Work to do
Write out exactly the lines running from the line that includes "pink flower bouquet, one point per instance." to the end of the data, both ends included, and nothing besides.

[Named object pointing entries]

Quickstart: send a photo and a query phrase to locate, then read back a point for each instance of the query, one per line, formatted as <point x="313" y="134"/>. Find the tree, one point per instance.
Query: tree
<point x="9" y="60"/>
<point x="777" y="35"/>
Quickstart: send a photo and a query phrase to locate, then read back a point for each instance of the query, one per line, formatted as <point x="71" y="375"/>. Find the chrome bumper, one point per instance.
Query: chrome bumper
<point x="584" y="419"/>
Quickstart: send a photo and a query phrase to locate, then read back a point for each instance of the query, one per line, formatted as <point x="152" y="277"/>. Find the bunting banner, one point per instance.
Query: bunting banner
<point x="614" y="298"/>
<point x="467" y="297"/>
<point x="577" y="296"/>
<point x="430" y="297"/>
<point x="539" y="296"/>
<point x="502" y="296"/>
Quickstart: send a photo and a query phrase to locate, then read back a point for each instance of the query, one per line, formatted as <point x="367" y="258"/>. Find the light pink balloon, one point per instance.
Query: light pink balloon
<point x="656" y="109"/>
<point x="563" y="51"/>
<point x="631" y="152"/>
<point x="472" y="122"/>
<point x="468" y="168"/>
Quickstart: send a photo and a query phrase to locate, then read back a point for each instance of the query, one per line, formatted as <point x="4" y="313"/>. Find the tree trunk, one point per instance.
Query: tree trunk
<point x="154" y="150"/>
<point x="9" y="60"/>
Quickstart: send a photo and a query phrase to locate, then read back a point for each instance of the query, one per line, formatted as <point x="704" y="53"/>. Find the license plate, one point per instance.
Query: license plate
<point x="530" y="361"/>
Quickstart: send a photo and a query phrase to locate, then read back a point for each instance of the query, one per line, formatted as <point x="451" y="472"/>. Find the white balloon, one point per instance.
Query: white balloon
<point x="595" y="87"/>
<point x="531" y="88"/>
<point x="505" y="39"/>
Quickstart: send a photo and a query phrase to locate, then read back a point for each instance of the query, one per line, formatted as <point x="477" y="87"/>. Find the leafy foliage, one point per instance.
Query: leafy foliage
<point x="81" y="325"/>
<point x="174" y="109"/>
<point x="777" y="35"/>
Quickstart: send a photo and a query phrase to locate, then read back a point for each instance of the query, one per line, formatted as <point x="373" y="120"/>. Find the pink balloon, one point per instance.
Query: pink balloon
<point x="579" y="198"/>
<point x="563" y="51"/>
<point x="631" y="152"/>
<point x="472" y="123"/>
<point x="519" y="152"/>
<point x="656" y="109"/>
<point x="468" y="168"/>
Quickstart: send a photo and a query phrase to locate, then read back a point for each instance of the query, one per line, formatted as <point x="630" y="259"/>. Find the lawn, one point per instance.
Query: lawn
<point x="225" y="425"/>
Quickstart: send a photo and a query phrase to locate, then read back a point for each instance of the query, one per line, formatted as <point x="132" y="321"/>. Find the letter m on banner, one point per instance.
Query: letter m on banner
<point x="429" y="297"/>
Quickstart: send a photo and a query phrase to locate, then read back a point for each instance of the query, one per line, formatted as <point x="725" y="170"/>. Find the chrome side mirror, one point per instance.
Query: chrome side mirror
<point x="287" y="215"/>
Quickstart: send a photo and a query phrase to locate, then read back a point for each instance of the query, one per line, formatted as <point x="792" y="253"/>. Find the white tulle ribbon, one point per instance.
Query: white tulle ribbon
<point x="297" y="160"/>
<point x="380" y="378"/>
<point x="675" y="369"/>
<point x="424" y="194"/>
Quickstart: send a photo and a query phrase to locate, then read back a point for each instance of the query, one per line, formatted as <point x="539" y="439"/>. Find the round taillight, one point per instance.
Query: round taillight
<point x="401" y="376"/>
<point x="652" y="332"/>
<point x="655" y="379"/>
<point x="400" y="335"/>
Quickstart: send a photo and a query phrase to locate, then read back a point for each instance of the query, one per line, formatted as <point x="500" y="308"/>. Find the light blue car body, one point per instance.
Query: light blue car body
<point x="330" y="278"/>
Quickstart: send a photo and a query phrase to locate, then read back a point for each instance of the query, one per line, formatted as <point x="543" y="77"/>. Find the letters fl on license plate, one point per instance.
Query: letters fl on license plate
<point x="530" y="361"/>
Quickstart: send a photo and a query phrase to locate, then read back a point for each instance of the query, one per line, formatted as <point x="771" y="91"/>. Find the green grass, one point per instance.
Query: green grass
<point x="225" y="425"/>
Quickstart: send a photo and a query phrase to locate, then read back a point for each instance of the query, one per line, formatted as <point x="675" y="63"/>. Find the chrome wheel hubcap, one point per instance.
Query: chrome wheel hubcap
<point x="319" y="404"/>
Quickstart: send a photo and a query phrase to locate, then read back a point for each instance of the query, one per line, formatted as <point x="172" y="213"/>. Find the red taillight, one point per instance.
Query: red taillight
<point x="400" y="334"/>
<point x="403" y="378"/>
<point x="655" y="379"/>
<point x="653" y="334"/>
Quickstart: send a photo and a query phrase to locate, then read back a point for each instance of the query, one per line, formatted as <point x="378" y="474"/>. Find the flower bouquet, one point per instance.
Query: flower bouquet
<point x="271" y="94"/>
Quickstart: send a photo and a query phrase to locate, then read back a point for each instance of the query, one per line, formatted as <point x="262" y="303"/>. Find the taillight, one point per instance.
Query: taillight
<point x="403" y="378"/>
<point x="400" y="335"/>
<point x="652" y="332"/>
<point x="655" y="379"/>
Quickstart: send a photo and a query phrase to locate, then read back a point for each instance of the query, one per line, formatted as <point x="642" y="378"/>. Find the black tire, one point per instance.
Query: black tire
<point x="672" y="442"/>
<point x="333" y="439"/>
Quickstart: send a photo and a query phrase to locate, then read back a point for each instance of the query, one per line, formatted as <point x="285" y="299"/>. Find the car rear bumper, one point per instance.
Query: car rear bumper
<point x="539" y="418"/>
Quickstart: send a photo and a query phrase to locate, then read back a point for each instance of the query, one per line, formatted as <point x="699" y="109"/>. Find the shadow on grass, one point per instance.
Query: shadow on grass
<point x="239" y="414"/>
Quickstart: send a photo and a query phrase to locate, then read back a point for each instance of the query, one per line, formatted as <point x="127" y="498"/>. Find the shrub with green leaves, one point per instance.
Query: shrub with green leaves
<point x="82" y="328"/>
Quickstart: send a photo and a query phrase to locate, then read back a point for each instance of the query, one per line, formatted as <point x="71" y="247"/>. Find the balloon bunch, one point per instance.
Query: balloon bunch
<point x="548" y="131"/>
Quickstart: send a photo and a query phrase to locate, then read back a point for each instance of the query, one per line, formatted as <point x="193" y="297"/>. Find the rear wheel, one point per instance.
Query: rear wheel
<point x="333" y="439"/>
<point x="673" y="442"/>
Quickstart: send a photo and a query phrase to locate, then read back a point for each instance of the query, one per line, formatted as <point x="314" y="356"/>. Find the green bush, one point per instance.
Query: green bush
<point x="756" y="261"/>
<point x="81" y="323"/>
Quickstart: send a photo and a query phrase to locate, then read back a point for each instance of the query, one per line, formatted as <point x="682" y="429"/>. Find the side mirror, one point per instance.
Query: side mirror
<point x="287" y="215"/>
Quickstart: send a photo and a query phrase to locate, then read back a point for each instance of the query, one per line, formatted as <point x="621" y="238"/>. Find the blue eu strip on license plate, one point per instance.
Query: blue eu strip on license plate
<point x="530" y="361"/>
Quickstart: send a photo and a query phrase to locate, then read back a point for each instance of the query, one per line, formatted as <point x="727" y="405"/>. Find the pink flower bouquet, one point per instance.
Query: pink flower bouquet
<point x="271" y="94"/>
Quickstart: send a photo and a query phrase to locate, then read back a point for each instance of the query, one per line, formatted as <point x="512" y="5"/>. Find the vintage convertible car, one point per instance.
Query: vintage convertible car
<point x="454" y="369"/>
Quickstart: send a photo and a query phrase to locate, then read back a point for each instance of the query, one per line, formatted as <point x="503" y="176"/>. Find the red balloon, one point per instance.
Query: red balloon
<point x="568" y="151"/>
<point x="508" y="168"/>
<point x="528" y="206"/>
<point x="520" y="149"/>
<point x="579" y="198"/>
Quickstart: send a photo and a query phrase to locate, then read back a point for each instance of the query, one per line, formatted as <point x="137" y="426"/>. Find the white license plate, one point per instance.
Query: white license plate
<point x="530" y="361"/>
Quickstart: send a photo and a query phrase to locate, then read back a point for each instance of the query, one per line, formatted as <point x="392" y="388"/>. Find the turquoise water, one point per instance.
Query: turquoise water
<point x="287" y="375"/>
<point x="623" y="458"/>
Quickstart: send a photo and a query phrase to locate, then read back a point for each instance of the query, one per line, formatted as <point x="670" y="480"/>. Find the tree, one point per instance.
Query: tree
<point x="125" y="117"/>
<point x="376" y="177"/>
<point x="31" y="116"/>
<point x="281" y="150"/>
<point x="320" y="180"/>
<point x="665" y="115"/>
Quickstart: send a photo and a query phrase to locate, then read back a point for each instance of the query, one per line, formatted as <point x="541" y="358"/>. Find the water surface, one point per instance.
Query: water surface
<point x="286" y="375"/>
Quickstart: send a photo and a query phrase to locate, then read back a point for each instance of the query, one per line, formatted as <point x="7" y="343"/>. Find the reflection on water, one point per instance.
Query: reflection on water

Answer
Quickstart: send a photo and a query phrase to locate, then read back a point for each instance of the query, one per line, formatted as <point x="727" y="405"/>. Find the pink flower bouquet, one point per instance.
Query: pink flower bouquet
<point x="271" y="94"/>
Quickstart: send a photo and a query phrase to locate, then read back a point for each instance of the query, one per line, formatted as <point x="512" y="5"/>. Find the vintage convertible car, one point per instance.
Query: vintage convertible car
<point x="454" y="369"/>
Quickstart: send a photo and a query phrase to locate, then read back a point for each instance of the query, one per line, formatted as <point x="503" y="176"/>. Find the red balloon, one point per instance.
Query: red balloon
<point x="568" y="151"/>
<point x="508" y="168"/>
<point x="528" y="206"/>
<point x="520" y="149"/>
<point x="579" y="198"/>
Quickstart: send a photo and a query phrase to locate, then read back a point for each instance of the query, one per line, formatted as <point x="137" y="426"/>. Find the white license plate, one point per instance.
Query: white license plate
<point x="530" y="361"/>
Quickstart: send a photo and a query phrase to locate, then read back a point for each instance of the query, one per line, formatted as <point x="392" y="388"/>. Find the turquoise water, one point per instance.
Query: turquoise water
<point x="287" y="375"/>
<point x="623" y="458"/>
Quickstart: send a photo and a query phrase to locate, then read back a point for each instance of the query, one per line, formatted as <point x="670" y="480"/>. Find the tree, one point per instance.
Query: tree
<point x="125" y="117"/>
<point x="376" y="177"/>
<point x="31" y="116"/>
<point x="281" y="150"/>
<point x="320" y="180"/>
<point x="665" y="115"/>
Quickstart: send a photo and a query phrase to locate, then read back a point for each instance of the query, one per line, formatted as <point x="541" y="358"/>. Find the water surface, one point per instance.
Query: water surface
<point x="286" y="375"/>
Quickstart: send a photo and a query phrase to locate, then read back a point for each instance of the query, one per line, formatted as <point x="7" y="343"/>. Find the reflection on water, one point per instance.
Query: reflection on water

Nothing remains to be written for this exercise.